*Problem statement*: Find the line that contains "the white building" in the entries below. Restate it and every line after it, word for word, with no pictures.

*Location identification items*:
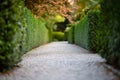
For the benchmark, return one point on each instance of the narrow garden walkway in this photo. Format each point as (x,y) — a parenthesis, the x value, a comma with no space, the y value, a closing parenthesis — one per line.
(60,61)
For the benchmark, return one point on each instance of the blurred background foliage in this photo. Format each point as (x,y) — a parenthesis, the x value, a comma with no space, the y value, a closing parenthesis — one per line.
(101,35)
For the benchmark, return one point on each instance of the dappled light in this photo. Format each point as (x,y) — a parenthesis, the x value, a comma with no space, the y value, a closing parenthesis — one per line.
(59,40)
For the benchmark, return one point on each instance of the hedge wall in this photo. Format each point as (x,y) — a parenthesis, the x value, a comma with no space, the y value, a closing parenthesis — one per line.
(111,13)
(81,33)
(99,31)
(70,34)
(36,31)
(20,32)
(12,29)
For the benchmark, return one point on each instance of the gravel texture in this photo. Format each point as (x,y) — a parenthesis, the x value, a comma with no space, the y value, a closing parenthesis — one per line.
(60,61)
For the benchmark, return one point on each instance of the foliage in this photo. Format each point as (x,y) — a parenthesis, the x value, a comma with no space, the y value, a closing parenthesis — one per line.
(49,7)
(20,32)
(36,31)
(71,34)
(58,36)
(81,32)
(111,12)
(83,6)
(12,37)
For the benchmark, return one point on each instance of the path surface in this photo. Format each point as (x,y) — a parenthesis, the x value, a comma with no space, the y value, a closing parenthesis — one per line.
(60,61)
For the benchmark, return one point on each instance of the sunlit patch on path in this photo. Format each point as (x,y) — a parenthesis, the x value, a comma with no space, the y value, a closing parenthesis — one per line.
(60,61)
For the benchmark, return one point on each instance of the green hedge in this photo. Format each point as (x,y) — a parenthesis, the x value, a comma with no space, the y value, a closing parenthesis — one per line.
(81,32)
(20,32)
(100,32)
(36,31)
(70,35)
(12,29)
(58,36)
(111,13)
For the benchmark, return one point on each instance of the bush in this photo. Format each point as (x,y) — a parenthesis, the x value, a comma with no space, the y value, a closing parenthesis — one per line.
(58,36)
(20,32)
(71,34)
(12,37)
(81,33)
(111,12)
(36,31)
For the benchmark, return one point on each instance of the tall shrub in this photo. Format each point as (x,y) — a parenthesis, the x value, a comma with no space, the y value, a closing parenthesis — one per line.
(111,12)
(12,29)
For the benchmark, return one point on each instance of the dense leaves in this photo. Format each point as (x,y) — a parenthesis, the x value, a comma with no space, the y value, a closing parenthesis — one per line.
(12,29)
(49,7)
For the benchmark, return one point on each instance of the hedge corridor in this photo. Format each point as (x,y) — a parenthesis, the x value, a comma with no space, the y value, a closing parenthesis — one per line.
(19,32)
(99,31)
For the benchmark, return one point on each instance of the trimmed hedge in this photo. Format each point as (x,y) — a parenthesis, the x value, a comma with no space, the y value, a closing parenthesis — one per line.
(12,29)
(100,32)
(36,31)
(58,36)
(70,35)
(81,33)
(20,32)
(111,13)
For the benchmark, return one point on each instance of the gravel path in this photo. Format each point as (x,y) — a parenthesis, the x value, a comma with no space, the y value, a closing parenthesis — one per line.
(60,61)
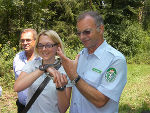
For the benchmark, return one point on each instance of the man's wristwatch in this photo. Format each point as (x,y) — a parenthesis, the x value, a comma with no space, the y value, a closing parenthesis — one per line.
(75,80)
(41,67)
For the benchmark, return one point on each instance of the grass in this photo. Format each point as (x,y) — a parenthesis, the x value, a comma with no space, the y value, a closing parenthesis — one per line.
(134,99)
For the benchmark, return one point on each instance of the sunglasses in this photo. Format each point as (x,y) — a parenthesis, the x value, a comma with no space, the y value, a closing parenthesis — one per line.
(26,40)
(48,45)
(85,32)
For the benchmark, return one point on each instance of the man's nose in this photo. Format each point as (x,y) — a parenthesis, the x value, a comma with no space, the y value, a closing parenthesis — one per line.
(25,42)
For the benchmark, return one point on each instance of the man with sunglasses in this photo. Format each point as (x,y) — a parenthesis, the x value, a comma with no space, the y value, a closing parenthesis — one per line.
(27,42)
(99,72)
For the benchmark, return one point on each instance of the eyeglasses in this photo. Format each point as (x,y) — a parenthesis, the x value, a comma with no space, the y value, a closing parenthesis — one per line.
(85,32)
(48,45)
(26,40)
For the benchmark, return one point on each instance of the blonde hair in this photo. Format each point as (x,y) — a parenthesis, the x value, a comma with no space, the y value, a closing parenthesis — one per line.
(33,31)
(53,36)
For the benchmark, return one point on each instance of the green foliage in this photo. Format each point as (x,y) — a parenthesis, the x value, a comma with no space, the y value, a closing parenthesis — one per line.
(128,38)
(6,70)
(136,94)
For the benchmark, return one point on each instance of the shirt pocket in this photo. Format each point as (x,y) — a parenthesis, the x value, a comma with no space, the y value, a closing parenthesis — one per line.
(93,78)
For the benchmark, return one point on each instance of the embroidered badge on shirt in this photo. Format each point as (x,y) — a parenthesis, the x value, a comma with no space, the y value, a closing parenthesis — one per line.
(111,75)
(96,70)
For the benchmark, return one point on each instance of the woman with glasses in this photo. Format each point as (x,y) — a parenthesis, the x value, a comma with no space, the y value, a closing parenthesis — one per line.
(52,99)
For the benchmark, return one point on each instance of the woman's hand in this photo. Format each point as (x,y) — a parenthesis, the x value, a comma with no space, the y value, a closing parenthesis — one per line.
(59,79)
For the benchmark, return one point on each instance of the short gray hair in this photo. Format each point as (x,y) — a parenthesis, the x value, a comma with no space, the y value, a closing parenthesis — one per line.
(95,15)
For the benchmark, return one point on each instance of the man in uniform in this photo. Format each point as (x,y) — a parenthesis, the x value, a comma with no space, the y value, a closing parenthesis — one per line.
(27,41)
(99,72)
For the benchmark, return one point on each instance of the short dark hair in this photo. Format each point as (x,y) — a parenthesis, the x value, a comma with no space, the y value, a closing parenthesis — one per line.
(33,31)
(94,14)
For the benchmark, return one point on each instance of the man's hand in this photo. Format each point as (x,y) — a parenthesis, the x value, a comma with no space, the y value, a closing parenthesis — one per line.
(69,65)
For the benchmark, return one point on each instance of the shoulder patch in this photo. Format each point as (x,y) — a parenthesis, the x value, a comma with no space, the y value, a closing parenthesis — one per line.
(110,75)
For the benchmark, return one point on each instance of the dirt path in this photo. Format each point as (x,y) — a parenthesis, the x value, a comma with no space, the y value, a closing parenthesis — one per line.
(8,102)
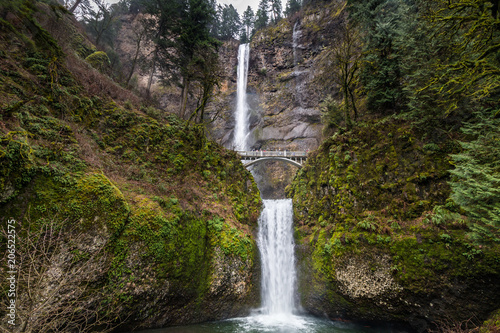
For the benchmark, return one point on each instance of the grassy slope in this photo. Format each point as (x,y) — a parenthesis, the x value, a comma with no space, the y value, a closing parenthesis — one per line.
(378,194)
(75,149)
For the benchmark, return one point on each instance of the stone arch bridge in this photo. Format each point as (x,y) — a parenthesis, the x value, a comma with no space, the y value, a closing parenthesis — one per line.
(296,158)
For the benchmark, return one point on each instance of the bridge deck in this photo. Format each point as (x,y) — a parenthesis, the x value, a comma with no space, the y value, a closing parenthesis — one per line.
(294,157)
(273,153)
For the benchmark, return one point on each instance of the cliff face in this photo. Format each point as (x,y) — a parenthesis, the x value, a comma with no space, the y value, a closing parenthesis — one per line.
(377,239)
(282,94)
(123,215)
(284,90)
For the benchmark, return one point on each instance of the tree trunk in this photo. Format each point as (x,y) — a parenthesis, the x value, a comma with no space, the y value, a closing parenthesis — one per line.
(134,62)
(75,5)
(185,87)
(150,81)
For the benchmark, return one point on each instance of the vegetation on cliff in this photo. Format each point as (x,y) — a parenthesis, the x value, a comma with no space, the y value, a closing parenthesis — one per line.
(406,195)
(124,214)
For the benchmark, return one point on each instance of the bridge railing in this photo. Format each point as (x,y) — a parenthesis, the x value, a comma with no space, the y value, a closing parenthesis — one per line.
(272,153)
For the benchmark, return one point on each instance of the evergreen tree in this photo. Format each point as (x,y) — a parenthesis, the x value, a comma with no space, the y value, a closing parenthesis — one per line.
(382,73)
(184,47)
(230,23)
(275,7)
(476,177)
(292,6)
(262,17)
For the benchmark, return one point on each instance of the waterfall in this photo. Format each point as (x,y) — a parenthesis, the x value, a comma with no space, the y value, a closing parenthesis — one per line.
(276,246)
(241,114)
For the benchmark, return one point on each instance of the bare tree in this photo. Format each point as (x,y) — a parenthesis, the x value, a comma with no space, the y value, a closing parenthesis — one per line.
(59,267)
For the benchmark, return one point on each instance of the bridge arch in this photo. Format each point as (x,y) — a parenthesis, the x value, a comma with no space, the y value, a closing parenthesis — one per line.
(273,158)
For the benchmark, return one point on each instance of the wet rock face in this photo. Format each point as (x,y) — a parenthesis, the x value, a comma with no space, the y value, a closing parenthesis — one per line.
(283,93)
(283,96)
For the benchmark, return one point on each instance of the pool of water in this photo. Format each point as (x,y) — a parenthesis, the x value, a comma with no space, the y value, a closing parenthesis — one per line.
(273,324)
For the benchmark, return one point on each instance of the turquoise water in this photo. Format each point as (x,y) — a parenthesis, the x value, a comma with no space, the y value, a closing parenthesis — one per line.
(273,324)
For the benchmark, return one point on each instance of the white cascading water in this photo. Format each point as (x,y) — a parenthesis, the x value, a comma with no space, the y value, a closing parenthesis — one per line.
(276,246)
(241,113)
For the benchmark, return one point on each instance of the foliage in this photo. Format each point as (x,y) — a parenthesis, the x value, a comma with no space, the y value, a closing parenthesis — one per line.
(476,182)
(180,31)
(142,185)
(292,6)
(100,61)
(261,17)
(229,24)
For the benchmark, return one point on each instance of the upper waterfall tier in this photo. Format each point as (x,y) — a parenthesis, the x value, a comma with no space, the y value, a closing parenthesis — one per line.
(241,113)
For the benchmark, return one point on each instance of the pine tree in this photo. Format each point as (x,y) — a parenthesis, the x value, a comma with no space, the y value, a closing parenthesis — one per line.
(248,21)
(230,23)
(275,10)
(262,17)
(381,74)
(476,177)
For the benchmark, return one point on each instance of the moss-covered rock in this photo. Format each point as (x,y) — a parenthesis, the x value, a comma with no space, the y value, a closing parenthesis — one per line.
(378,238)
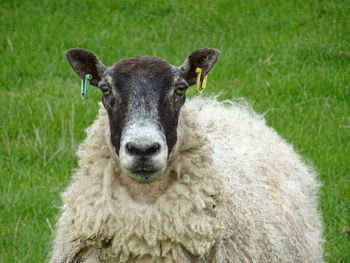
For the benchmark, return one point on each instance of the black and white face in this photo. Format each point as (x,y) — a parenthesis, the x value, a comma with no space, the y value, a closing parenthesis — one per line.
(143,97)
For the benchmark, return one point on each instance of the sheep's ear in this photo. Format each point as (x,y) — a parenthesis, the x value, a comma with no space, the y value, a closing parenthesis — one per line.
(204,58)
(85,62)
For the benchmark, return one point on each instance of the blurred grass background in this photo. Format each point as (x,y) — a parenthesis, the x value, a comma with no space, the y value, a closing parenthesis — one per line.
(289,59)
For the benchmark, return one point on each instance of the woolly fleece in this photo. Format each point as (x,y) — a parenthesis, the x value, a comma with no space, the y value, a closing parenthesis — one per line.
(233,191)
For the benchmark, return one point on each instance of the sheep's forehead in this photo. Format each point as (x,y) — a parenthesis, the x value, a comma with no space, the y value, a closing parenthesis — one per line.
(147,69)
(146,65)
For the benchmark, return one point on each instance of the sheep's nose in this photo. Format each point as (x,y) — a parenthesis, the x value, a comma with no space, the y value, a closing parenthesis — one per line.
(142,151)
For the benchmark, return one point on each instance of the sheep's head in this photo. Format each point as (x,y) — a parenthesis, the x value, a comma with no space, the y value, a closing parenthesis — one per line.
(143,97)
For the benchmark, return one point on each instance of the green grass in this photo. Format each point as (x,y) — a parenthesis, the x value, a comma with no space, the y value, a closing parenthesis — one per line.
(289,59)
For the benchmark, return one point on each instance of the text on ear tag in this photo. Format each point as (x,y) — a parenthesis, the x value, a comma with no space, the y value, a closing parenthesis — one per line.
(84,88)
(200,86)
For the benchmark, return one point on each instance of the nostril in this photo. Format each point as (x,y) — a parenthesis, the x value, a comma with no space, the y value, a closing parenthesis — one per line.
(143,151)
(130,148)
(153,149)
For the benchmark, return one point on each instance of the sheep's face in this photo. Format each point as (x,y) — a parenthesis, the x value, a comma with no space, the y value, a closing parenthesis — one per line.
(143,97)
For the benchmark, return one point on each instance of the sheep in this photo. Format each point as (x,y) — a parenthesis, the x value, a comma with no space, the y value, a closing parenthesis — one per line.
(161,180)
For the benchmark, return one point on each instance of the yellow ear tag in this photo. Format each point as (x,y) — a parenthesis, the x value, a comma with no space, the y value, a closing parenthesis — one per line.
(200,88)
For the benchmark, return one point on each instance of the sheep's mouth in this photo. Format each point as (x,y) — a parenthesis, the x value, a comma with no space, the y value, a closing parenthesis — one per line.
(144,175)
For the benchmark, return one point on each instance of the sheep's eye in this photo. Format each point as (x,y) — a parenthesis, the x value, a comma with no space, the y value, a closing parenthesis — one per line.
(180,89)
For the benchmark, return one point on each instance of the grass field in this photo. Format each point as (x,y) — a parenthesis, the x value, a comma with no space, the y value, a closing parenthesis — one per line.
(289,59)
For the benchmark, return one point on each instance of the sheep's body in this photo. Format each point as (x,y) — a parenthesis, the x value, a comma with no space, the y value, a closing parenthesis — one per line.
(233,191)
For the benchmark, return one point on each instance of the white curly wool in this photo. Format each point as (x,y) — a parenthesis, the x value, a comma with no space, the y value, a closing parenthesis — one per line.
(233,191)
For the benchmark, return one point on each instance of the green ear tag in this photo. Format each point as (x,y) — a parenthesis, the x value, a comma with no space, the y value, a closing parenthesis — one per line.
(84,88)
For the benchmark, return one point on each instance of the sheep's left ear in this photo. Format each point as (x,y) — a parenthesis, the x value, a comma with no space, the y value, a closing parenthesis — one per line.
(204,58)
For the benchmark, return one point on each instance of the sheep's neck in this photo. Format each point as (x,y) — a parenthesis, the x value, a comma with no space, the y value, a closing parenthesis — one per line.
(146,193)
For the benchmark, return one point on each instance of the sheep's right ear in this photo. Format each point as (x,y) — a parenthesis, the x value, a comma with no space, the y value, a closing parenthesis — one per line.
(85,62)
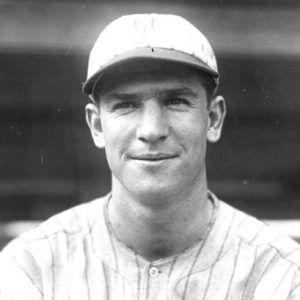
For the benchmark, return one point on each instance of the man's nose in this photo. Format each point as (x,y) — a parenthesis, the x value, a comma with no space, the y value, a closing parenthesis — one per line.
(153,125)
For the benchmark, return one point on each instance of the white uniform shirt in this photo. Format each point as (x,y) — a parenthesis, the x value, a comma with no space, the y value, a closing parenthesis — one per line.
(75,255)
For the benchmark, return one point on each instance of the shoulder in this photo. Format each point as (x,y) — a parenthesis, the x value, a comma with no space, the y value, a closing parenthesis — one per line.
(262,237)
(34,253)
(75,221)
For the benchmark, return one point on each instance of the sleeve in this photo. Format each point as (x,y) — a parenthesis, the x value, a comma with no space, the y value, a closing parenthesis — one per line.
(17,275)
(295,290)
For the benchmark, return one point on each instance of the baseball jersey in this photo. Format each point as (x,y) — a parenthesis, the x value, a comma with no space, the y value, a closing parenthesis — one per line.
(75,255)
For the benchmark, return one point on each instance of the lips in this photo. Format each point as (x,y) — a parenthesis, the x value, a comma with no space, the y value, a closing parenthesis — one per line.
(153,156)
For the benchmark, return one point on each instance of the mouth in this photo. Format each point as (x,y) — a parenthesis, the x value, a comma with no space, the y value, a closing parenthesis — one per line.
(157,157)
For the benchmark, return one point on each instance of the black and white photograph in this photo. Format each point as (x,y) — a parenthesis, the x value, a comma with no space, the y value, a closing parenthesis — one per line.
(150,150)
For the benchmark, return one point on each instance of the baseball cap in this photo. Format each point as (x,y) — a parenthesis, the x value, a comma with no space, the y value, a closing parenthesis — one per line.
(157,36)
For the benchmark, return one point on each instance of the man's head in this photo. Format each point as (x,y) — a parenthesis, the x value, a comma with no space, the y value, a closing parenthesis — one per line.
(153,114)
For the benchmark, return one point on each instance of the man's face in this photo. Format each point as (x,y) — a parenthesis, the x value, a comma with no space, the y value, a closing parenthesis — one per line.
(154,123)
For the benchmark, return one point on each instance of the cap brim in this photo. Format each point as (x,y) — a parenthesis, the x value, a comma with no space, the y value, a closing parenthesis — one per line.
(146,53)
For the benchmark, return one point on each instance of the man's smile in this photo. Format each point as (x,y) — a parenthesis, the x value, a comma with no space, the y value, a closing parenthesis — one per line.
(152,157)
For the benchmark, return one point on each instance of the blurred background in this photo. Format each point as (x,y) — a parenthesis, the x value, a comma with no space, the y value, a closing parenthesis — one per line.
(48,162)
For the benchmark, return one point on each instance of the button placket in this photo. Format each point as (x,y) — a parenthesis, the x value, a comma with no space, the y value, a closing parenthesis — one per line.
(154,272)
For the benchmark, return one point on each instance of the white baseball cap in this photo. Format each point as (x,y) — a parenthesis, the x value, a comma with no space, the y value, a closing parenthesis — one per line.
(158,36)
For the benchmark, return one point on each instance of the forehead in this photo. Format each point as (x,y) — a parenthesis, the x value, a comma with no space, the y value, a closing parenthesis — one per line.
(139,75)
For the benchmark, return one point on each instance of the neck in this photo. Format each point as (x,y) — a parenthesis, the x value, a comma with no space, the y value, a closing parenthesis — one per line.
(154,230)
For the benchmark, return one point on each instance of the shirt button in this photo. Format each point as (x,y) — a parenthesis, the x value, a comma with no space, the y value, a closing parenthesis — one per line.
(153,272)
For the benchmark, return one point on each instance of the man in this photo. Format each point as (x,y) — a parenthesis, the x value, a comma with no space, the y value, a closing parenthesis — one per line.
(159,234)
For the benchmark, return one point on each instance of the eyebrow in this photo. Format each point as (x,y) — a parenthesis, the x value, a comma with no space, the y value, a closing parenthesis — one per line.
(163,93)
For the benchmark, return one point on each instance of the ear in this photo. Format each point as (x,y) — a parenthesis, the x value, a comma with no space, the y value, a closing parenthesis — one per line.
(92,116)
(217,112)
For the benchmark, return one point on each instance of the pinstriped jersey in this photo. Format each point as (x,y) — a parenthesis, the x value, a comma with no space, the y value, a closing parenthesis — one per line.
(75,255)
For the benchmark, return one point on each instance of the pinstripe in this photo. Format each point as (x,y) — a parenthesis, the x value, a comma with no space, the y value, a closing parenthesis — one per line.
(250,274)
(262,274)
(266,268)
(67,246)
(138,276)
(219,254)
(171,268)
(233,271)
(294,288)
(170,272)
(33,265)
(257,234)
(52,262)
(86,267)
(107,287)
(28,276)
(280,281)
(194,262)
(110,229)
(63,243)
(147,291)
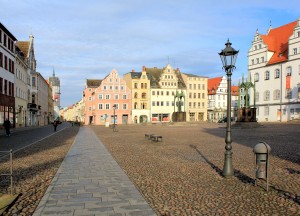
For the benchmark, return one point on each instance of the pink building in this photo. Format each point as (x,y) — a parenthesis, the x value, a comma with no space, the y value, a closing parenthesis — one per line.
(106,98)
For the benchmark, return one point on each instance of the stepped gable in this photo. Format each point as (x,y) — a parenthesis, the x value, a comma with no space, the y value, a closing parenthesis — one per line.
(93,83)
(213,85)
(277,41)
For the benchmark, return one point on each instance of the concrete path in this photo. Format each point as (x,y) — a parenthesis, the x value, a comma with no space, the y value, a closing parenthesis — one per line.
(90,182)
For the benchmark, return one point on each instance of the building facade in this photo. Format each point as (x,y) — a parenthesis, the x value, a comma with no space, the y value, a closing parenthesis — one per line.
(217,99)
(7,78)
(168,93)
(107,100)
(197,99)
(55,84)
(139,83)
(274,65)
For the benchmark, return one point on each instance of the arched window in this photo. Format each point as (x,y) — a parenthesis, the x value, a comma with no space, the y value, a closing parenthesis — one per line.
(276,94)
(266,95)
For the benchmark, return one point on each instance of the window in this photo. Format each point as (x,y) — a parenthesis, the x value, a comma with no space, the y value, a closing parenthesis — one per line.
(256,77)
(295,51)
(266,110)
(277,73)
(256,96)
(267,75)
(289,71)
(266,95)
(289,93)
(276,94)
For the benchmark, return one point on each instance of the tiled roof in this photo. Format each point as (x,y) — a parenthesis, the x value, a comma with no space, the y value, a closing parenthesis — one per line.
(93,83)
(23,46)
(213,84)
(277,40)
(234,90)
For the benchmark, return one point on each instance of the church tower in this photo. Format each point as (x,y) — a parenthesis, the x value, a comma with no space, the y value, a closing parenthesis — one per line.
(55,83)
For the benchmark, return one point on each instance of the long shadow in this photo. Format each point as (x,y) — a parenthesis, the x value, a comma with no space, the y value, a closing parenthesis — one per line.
(47,144)
(238,174)
(282,138)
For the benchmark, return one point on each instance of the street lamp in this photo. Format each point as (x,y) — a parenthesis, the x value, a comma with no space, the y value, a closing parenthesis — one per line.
(228,57)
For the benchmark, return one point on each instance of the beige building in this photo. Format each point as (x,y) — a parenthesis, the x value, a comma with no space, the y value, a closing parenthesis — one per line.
(22,88)
(197,99)
(139,83)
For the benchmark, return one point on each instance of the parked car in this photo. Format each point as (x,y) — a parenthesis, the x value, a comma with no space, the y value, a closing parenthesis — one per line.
(222,120)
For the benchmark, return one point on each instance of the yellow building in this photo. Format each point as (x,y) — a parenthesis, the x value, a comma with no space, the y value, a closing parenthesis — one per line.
(196,97)
(139,83)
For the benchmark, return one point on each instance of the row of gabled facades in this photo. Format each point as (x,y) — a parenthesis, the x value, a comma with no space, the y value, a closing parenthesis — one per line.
(155,95)
(26,97)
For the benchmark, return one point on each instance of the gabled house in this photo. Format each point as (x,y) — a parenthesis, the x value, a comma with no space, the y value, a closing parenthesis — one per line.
(274,63)
(107,100)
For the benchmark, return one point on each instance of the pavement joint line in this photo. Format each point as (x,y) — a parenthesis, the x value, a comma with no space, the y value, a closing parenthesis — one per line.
(33,143)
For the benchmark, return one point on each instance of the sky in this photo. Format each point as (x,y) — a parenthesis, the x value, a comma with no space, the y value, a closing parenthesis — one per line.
(82,40)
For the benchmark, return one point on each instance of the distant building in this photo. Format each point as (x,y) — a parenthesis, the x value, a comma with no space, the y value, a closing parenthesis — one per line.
(197,99)
(217,99)
(139,83)
(274,63)
(107,100)
(7,79)
(55,83)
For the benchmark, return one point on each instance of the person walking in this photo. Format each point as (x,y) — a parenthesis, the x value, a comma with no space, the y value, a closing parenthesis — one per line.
(55,124)
(6,125)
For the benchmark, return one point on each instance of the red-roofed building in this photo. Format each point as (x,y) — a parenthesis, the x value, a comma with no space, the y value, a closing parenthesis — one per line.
(217,99)
(274,64)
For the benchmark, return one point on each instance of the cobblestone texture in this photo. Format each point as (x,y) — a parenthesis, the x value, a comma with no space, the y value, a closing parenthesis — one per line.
(182,174)
(34,168)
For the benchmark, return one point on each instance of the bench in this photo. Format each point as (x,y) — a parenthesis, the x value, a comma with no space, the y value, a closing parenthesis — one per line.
(156,138)
(148,136)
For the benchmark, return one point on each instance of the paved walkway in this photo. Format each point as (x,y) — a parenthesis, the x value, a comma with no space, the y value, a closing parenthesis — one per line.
(90,182)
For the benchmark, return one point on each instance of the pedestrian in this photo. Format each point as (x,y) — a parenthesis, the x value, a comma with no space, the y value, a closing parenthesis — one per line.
(6,125)
(55,124)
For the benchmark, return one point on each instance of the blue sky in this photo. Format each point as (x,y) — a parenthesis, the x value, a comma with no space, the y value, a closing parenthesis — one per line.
(87,39)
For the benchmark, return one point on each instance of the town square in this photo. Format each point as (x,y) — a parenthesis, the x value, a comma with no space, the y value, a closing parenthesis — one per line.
(139,108)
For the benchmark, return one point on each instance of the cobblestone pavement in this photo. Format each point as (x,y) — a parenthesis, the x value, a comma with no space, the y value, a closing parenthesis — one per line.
(34,167)
(182,174)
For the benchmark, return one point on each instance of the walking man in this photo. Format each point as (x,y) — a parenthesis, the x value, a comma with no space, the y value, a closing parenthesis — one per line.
(6,125)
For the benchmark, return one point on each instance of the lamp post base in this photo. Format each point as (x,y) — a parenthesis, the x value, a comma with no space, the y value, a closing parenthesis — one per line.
(228,169)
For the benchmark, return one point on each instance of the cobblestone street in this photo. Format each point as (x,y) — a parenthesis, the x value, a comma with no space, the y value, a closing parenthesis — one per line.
(182,174)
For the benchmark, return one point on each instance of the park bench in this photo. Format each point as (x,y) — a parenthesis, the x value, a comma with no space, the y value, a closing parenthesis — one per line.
(148,136)
(156,138)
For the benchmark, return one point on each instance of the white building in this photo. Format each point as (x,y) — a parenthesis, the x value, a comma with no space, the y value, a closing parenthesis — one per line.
(217,99)
(274,64)
(165,84)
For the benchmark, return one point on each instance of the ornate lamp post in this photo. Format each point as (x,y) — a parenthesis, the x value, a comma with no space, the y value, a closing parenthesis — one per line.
(228,57)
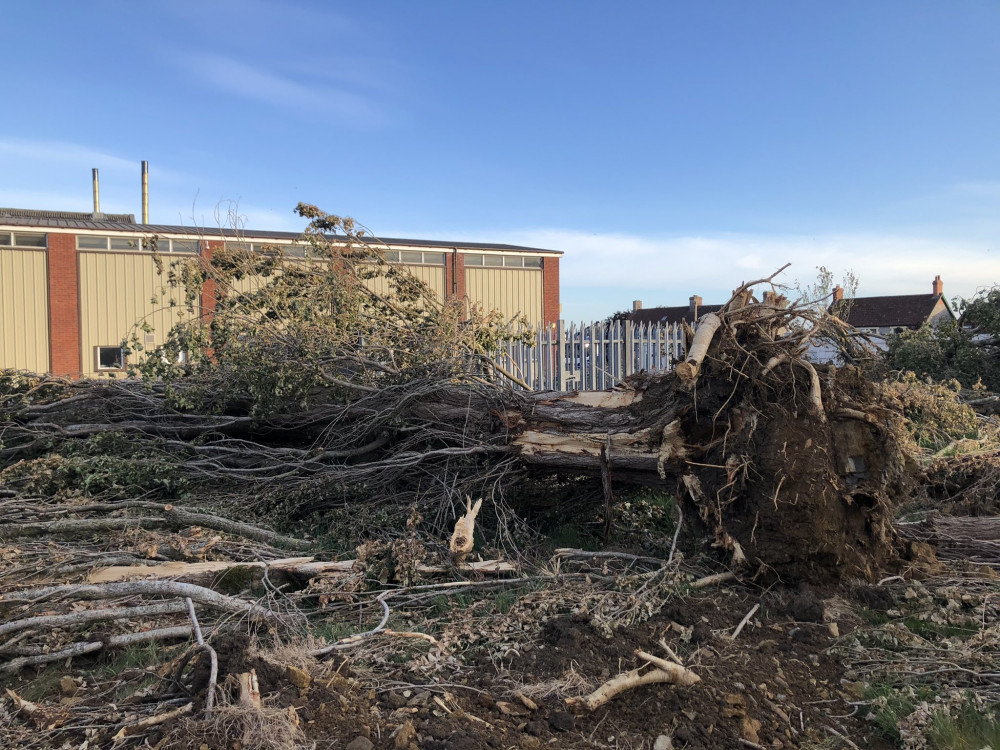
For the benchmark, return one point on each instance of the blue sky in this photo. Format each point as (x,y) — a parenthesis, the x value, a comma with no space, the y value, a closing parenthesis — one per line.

*Full output*:
For the benchmark, return one point on each instance of the white building in this photo. Format each point as (x,y) — a parenthesis, the x value, a comma with no space, the y value, a closing parenthesis — one per line.
(217,99)
(274,64)
(165,84)
For the benchmark, return one point on each instance of the ornate lamp post in this photo. Format each point as (x,y) — a parenthesis, the x value, a comma with no space, the y value, a closing parenthesis — one per line.
(228,57)
For the benchmark, return one point on each instance of the blue sky in this photo. Format each point as (x,y) — a parenthesis, the x value, a comma with no space, the y value, a closing parenthesis — one per line.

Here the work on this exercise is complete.